Fragmento proporcionado:
═══

Pero, ¿es verdad que todo se desarrolla de un modo
normal cuando Dios falta en nuestra vida y en
nuestro mundo?
Antes de plantear más preguntas, quisiera referir
algunas de mis experiencias en los encuentros con
los obispos de todo el mundo. La Iglesia católica en
Alemania es excelente en sus actividades sociales,
en su disponibilidad a ayudar en todos los lugares
donde existan necesidades. Durante sus visitas ad
limina, los obispos, recientemente los de
África, me hablan siempre con gratitud de la
generosidad de los católicos alemanes y me piden que
me haga intérprete de esta gratitud; y es lo que
quisiera hacer ahora públicamente.
También los obispos de los países bálticos, que
vinieron antes de las vacaciones, me explicaron que
los católicos alemanes les han ayudado con gran
generosidad para la reconstrucción de sus
iglesias, muy deterioradas a causa de las décadas de
dominio comunista. De vez en cuando, sin embargo,
algún obispo africano me decía: "Si presento a
Alemania proyectos sociales, encuentro
inmediatamente las puertas abiertas. Pero si voy con
un proyecto de evangelización, más bien encuentro
reservas".

═══

Planteamiento 1: Indica cuántas líneas del listado que sigue contienen la cadena "helmet", distinguiendo mayúsculas de minúsculas. Responde únicamente con el número.

Datos:

═══

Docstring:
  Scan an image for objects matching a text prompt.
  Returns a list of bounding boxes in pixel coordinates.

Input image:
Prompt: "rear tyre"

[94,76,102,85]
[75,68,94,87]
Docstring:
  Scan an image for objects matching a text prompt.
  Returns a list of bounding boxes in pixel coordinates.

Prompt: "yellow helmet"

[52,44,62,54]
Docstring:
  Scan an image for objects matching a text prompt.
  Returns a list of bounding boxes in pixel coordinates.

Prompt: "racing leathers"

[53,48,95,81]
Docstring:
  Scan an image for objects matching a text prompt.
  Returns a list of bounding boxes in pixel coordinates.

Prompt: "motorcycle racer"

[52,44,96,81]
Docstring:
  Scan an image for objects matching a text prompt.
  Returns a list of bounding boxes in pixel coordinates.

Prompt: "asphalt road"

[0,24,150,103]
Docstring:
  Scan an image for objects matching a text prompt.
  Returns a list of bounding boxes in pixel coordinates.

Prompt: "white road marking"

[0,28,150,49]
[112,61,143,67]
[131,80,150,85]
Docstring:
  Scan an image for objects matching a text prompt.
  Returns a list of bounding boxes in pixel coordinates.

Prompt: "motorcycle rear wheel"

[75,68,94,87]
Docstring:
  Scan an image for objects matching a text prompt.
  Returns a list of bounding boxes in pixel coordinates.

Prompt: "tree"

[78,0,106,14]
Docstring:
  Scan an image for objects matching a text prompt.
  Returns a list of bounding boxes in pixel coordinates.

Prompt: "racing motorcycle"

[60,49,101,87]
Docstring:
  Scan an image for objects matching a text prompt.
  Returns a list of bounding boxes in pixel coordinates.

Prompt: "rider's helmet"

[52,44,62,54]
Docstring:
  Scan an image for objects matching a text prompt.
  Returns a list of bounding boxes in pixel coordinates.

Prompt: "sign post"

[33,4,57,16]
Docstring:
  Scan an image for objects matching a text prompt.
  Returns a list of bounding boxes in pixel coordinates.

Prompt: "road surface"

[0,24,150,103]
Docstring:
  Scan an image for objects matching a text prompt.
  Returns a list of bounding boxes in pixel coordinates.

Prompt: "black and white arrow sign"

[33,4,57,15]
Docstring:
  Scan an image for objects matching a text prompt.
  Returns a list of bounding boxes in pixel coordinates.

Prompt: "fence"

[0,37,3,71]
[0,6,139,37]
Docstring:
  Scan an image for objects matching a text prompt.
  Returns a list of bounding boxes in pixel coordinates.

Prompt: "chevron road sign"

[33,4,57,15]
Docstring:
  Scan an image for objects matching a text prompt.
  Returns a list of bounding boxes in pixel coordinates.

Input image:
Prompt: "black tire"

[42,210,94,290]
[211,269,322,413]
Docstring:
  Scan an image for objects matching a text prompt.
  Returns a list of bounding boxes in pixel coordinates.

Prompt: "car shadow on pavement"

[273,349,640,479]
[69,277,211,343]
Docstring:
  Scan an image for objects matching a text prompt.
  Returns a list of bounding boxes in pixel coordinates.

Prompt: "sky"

═══

Planteamiento 2: Enumera todos los países y regiones geográficas que se nombran en el fragmento proporcionado.

Solución 1: 2

Solución 2: Alemania, África y los países bálticos.